(TASK DESCRIPTION): Make an exact transcription of the data below.

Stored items
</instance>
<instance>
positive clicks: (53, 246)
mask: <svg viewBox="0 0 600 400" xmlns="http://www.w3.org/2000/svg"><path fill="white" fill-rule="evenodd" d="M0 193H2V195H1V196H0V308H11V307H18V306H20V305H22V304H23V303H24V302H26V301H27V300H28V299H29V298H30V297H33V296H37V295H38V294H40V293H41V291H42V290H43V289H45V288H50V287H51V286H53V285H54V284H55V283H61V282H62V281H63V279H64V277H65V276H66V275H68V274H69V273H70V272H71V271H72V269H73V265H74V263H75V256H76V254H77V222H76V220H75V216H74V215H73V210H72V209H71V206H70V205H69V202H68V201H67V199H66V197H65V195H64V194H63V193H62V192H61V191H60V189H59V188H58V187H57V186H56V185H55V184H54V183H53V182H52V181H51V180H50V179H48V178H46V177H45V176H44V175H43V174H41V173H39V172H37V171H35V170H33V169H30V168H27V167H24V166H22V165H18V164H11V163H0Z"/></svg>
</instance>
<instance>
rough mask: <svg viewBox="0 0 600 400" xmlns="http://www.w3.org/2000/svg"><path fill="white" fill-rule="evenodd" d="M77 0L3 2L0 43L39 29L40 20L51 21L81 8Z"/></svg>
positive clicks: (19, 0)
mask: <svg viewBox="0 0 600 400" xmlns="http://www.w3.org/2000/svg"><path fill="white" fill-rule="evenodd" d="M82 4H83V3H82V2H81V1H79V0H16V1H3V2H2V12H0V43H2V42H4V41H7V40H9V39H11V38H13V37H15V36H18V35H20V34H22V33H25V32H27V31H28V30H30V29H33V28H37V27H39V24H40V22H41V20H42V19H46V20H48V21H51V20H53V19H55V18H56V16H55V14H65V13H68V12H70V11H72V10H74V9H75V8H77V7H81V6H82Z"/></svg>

(SOLUTION TO THE PROBLEM):
</instance>
<instance>
positive clicks: (53, 246)
mask: <svg viewBox="0 0 600 400" xmlns="http://www.w3.org/2000/svg"><path fill="white" fill-rule="evenodd" d="M0 193H2V195H1V196H0V308H11V307H18V306H20V305H22V304H23V303H24V302H26V301H27V300H28V299H29V298H30V297H33V296H37V295H38V294H40V293H41V291H42V290H43V289H45V288H50V287H51V286H53V285H54V284H55V283H61V282H62V281H63V279H64V277H65V276H66V275H68V274H69V273H70V272H71V271H72V269H73V265H74V263H75V256H76V254H77V222H76V220H75V216H74V215H73V210H72V209H71V206H70V205H69V202H68V201H67V199H66V197H65V195H64V194H63V193H62V192H61V191H60V189H59V188H58V187H57V186H56V185H55V184H54V183H53V182H52V181H51V180H50V179H48V178H46V177H45V176H44V175H43V174H41V173H39V172H37V171H35V170H33V169H30V168H27V167H24V166H22V165H18V164H11V163H0Z"/></svg>
</instance>
<instance>
rough mask: <svg viewBox="0 0 600 400" xmlns="http://www.w3.org/2000/svg"><path fill="white" fill-rule="evenodd" d="M77 0L3 2L0 43L39 29L40 20L51 21L81 8Z"/></svg>
positive clicks: (19, 0)
mask: <svg viewBox="0 0 600 400" xmlns="http://www.w3.org/2000/svg"><path fill="white" fill-rule="evenodd" d="M82 4H83V3H82V2H81V1H79V0H16V1H3V2H2V12H0V43H2V42H4V41H7V40H9V39H11V38H13V37H15V36H18V35H20V34H22V33H25V32H27V31H28V30H30V29H33V28H37V27H39V24H40V22H41V20H42V19H46V20H48V21H51V20H53V19H55V18H56V16H55V14H65V13H68V12H70V11H72V10H74V9H75V8H77V7H81V6H82Z"/></svg>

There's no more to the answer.